CHARLOTTE (June 30, 2022) – Central Piedmont Community College offers training in more than 20 health-care fields.
There’s Nursing, of course, and nurses are in great demand.
But Karen Summers, Dean of Health Sciences at Central Piedmont, says many students simply aren’t aware of all the other opportunities in health care.
“If they’ve never really been sick, then they know a nurse and a physician. And they don’t know what a respiratory therapist does, what an occupational therapist does, what a physical therapist does, what a massage therapist does,” Summers says in the accompanying video.
“We hope we have something for everybody.”
Summers lists some of those professions, including Dental Assisting and Dental Hygiene – she notes that dental hygienists make even more than nurses, with a two-year degree.
Some students aren’t comfortable working with blood or other body fluids, Summers says. So Central Piedmont’s Cardiovascular Technology program has both an invasive track that involves working in a cardiac catheterization lab and inserting stents; and a non-invasive track that involves administering stress tests and EKGs.
Central Piedmont offers a Surgical Technology program, Summers says, where instructors tell students: “That’s (the) closest you’re gonna get to being a surgeon without being a surgeon, standing in the OR, assisting the surgeon.”

Material provided>
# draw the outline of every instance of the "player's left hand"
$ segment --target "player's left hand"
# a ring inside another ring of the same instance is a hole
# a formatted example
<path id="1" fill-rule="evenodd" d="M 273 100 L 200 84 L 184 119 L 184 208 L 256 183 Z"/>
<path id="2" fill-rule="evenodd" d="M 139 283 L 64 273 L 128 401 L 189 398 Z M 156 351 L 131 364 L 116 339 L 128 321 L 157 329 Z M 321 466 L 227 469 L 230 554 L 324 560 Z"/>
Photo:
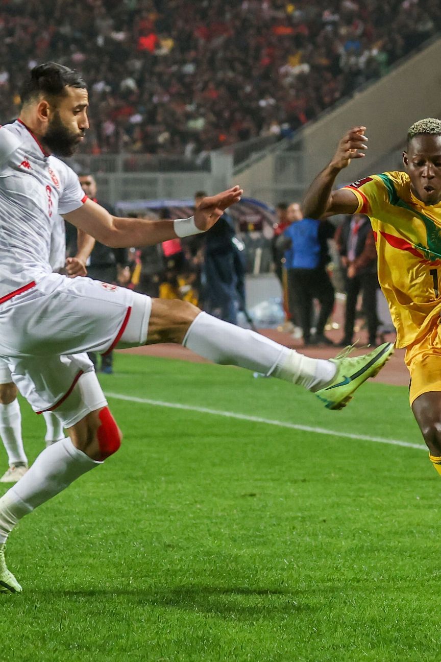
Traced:
<path id="1" fill-rule="evenodd" d="M 243 191 L 239 186 L 233 186 L 221 193 L 202 198 L 194 211 L 196 226 L 203 231 L 210 230 L 227 207 L 239 202 L 243 193 Z"/>
<path id="2" fill-rule="evenodd" d="M 67 258 L 65 268 L 69 278 L 87 275 L 85 264 L 82 260 L 79 260 L 78 258 Z"/>

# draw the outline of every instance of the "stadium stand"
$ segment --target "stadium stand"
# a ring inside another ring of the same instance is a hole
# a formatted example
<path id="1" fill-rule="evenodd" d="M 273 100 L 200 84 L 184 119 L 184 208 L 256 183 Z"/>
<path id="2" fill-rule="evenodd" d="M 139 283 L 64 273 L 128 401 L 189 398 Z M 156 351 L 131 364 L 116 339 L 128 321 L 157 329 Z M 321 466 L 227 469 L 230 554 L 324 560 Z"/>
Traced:
<path id="1" fill-rule="evenodd" d="M 441 28 L 438 0 L 0 1 L 0 116 L 23 67 L 89 84 L 91 154 L 192 157 L 283 137 L 378 78 Z"/>

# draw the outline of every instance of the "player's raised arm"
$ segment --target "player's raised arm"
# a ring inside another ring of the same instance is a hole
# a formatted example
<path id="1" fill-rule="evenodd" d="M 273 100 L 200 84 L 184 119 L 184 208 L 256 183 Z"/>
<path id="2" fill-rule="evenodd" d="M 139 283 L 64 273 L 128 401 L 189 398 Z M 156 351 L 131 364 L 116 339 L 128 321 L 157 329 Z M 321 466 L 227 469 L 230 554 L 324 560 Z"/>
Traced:
<path id="1" fill-rule="evenodd" d="M 347 189 L 333 191 L 335 178 L 352 159 L 364 156 L 368 138 L 366 126 L 354 126 L 344 135 L 331 162 L 317 175 L 308 189 L 303 204 L 303 213 L 309 218 L 322 218 L 333 214 L 354 214 L 358 200 Z"/>
<path id="2" fill-rule="evenodd" d="M 65 264 L 66 273 L 71 278 L 87 275 L 86 262 L 95 245 L 95 240 L 90 234 L 79 229 L 77 233 L 77 254 L 73 258 L 67 258 Z"/>
<path id="3" fill-rule="evenodd" d="M 152 246 L 210 230 L 227 207 L 239 202 L 243 193 L 239 186 L 233 186 L 216 195 L 203 198 L 194 216 L 177 220 L 114 216 L 89 199 L 79 209 L 63 215 L 69 223 L 106 246 L 114 248 Z"/>

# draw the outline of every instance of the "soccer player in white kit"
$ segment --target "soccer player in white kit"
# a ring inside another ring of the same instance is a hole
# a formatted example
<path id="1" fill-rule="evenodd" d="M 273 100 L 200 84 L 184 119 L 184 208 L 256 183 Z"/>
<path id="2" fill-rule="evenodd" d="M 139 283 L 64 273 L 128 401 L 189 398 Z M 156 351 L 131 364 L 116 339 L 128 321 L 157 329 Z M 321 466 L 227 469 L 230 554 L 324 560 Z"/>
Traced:
<path id="1" fill-rule="evenodd" d="M 86 261 L 95 245 L 95 239 L 79 232 L 78 250 L 75 257 L 66 260 L 66 233 L 64 219 L 58 216 L 50 238 L 49 263 L 53 271 L 65 273 L 72 277 L 85 276 Z M 21 412 L 17 398 L 17 388 L 12 381 L 6 361 L 0 359 L 0 437 L 8 456 L 9 467 L 0 483 L 17 483 L 28 471 L 28 458 L 24 450 L 21 430 Z M 56 413 L 44 412 L 46 431 L 46 445 L 50 446 L 64 438 L 61 422 Z"/>
<path id="2" fill-rule="evenodd" d="M 303 386 L 341 408 L 392 354 L 385 343 L 354 358 L 309 358 L 179 300 L 52 273 L 57 213 L 108 246 L 147 246 L 208 230 L 242 191 L 202 199 L 194 216 L 145 220 L 111 216 L 83 195 L 75 173 L 53 156 L 70 155 L 89 126 L 86 85 L 55 63 L 34 68 L 19 118 L 0 128 L 0 356 L 37 413 L 56 409 L 69 436 L 46 448 L 0 498 L 0 591 L 19 592 L 5 544 L 24 515 L 99 466 L 121 432 L 81 353 L 118 344 L 181 343 L 218 363 L 239 365 Z"/>

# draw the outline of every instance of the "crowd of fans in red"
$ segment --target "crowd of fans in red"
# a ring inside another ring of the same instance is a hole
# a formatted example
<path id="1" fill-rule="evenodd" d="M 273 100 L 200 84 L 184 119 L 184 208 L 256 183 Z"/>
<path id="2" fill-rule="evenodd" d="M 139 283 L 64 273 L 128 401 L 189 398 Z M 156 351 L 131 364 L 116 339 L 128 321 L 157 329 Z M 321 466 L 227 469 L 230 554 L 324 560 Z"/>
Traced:
<path id="1" fill-rule="evenodd" d="M 289 134 L 441 28 L 439 0 L 0 0 L 0 117 L 48 60 L 89 86 L 89 152 Z"/>

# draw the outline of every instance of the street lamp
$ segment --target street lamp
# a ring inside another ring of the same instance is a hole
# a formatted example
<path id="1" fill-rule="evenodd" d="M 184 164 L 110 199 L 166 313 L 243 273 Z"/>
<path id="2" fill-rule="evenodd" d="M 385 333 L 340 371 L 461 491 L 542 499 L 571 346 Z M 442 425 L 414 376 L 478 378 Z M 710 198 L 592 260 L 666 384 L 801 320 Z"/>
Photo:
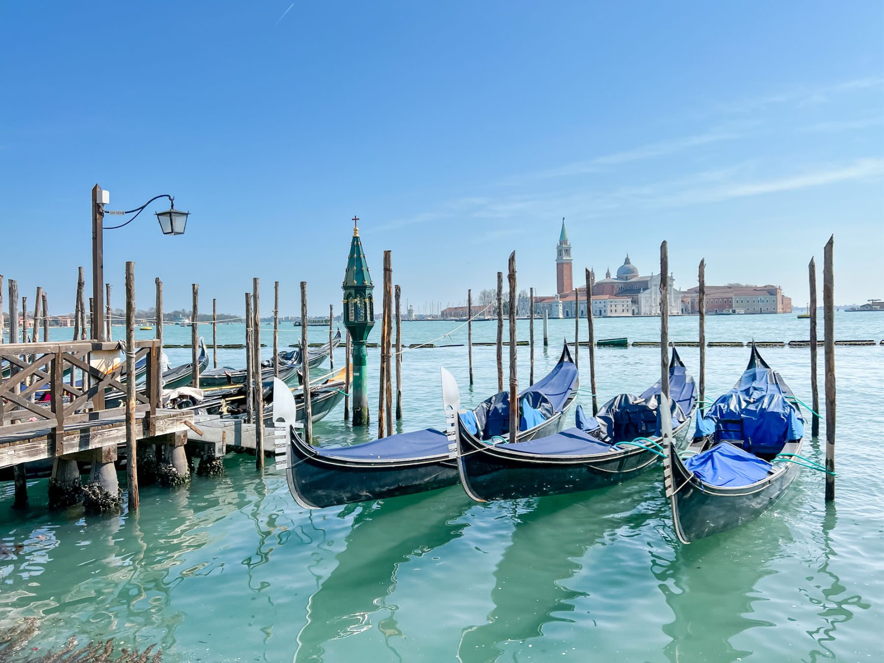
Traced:
<path id="1" fill-rule="evenodd" d="M 102 189 L 97 184 L 92 188 L 92 335 L 95 340 L 104 340 L 104 325 L 102 324 L 102 310 L 104 309 L 103 284 L 104 284 L 104 255 L 103 255 L 103 232 L 105 230 L 116 230 L 128 225 L 144 211 L 144 209 L 158 198 L 169 199 L 169 209 L 164 212 L 155 212 L 156 220 L 159 222 L 160 230 L 164 235 L 184 234 L 184 228 L 187 225 L 187 216 L 190 212 L 183 212 L 175 209 L 175 199 L 163 194 L 155 195 L 141 207 L 126 211 L 105 210 L 104 205 L 110 202 L 110 194 Z M 126 215 L 134 214 L 118 225 L 110 225 L 104 227 L 104 215 Z"/>

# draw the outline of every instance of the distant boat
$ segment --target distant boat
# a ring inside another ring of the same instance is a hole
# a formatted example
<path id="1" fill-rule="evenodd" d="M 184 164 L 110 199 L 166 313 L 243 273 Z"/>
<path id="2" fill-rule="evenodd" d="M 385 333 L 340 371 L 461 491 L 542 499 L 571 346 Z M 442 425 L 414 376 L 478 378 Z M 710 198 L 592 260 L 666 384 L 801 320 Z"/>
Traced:
<path id="1" fill-rule="evenodd" d="M 628 347 L 629 339 L 600 339 L 596 341 L 598 347 Z"/>

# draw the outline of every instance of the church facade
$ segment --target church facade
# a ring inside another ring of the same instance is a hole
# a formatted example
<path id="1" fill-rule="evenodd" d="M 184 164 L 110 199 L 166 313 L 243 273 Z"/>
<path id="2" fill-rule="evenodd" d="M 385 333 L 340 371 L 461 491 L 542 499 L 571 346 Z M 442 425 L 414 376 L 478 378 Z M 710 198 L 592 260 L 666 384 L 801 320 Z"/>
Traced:
<path id="1" fill-rule="evenodd" d="M 556 245 L 556 289 L 554 295 L 535 299 L 535 313 L 542 316 L 545 311 L 549 317 L 586 316 L 586 286 L 578 288 L 579 305 L 575 295 L 571 262 L 571 243 L 562 219 L 561 232 Z M 611 276 L 608 270 L 605 278 L 596 280 L 595 272 L 590 272 L 592 289 L 592 315 L 598 317 L 626 316 L 659 316 L 661 304 L 666 306 L 669 315 L 681 315 L 682 310 L 682 293 L 674 286 L 674 277 L 670 275 L 666 302 L 660 301 L 660 275 L 651 273 L 642 276 L 627 255 L 616 276 Z"/>

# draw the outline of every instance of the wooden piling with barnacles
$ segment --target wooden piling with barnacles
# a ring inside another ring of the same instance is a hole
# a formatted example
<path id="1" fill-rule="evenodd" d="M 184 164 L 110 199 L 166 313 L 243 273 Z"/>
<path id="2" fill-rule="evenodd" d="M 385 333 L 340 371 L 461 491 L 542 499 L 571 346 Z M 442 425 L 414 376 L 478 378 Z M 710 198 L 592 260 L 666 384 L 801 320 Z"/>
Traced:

What you have to do> Restate the passage on Central Piedmont's health-care training, starting at the words "CHARLOTTE (June 30, 2022)" and stopping after "in great demand.", and substitute "CPCC" for "Central Piedmont Community College".

Solution below>
CHARLOTTE (June 30, 2022) – CPCC offers training in more than 20 health-care fields.
There’s Nursing, of course, and nurses are in great demand.